- **DIRECTIVES**:
a. In the passage on the early Catholic Church in the Bahamas, who was chosen as patron of the first Catholic parish?
b. Extend the passage on the early Catholic Church in the Bahamas, picking up right after its final sentence.

# Start of TEXT SHOWN

Fr. Charles G. O'Keefe of the Archdiocese of New York, accompanied the Ayde - Currans back to Nassau. Meanwhile, the Congregation of the Propagation of the faith in Rome was preparing to transfer responsibility for evangelizing the inhabitants of the Bahamas Islands from the Diocese of Charleston, South Carolin, to the Archdiocese of New York, U.S.A.
July 28, 1885 New York Archdiocese formally accepted responsibility for evangelization of residents in the Bahamas Island.
In August 1885, was established the first Catholic Parish in The Bahamas by Father Charles G. O'keefe of New York. The world famous missionary, St. Francis Xavier, was selected as its patron.
Father O'Keefe appointed a building committee, and within a few days, construction of a church to seat about 100 persons was stated. One of the building committee members, Samuel Theus Smith, was the maternal grandfather of Peter Bowe, father of Mrs. Ruth Bowe-Darville, currently a member of this Cathedral Parish.

# End of TEXT SHOWN
# Start of DATA LINES

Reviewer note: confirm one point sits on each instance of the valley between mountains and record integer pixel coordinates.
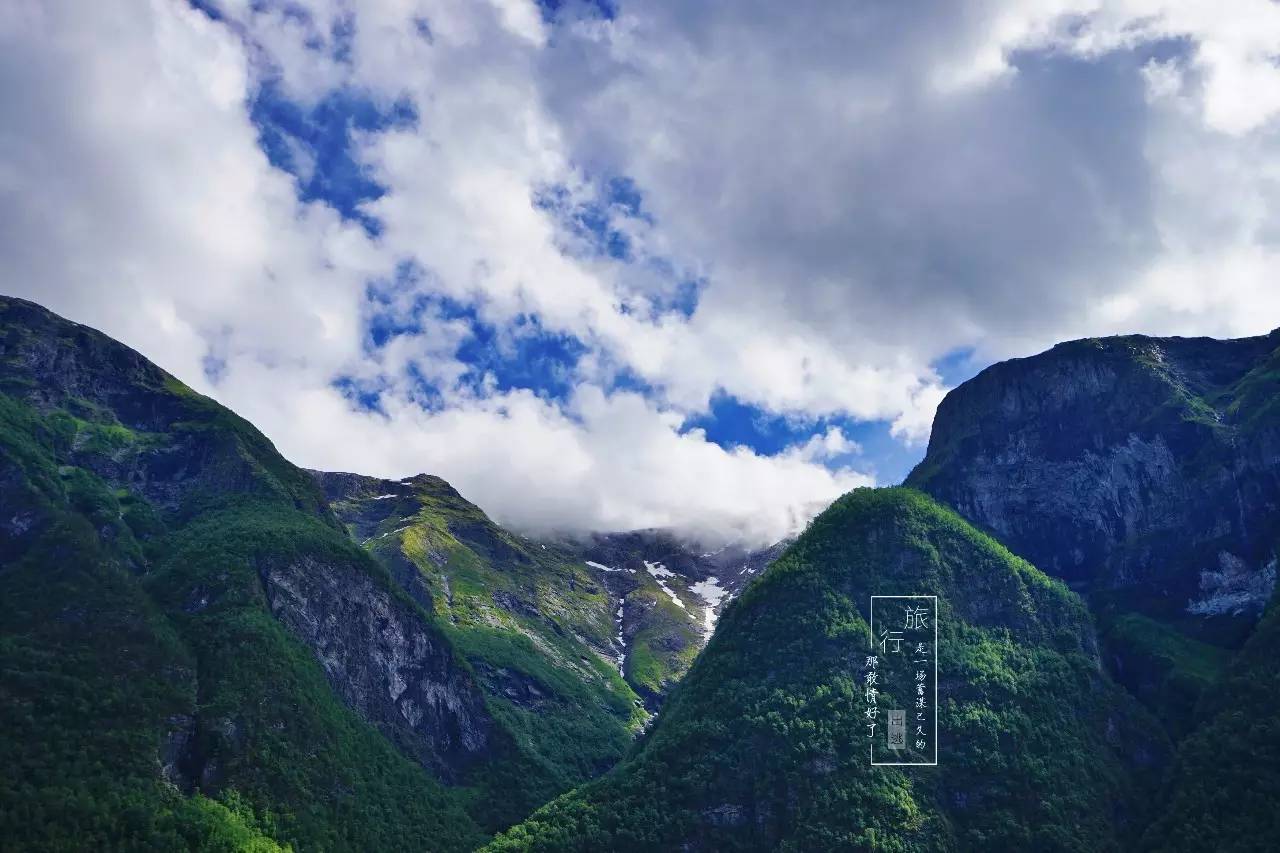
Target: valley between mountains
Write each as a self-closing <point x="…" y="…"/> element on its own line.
<point x="204" y="646"/>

# End of DATA LINES

- **RESPONSES TO THE TASKS**:
a. St. Francis Xavier

b.
Lady Georgiana Ayde-Curran who strove incessantly for a resident priest and an established Catholic church in Nassau, laid the cornerstone for St. Francis Xavier Church on a small lot on West St. hilltop, which overlooks the Western entrance to Nassau Harbour.
Nov. 7 of 1886, The first Mass for the parish, in the newly completed little church, was offered by Father A.J. Ryan of the Archdiocese of New York.
Feb. 13, 1887, Most Rev. Michael A. Corrigan, Archbishop of New York, dedicated little St. Francis Xavier Church.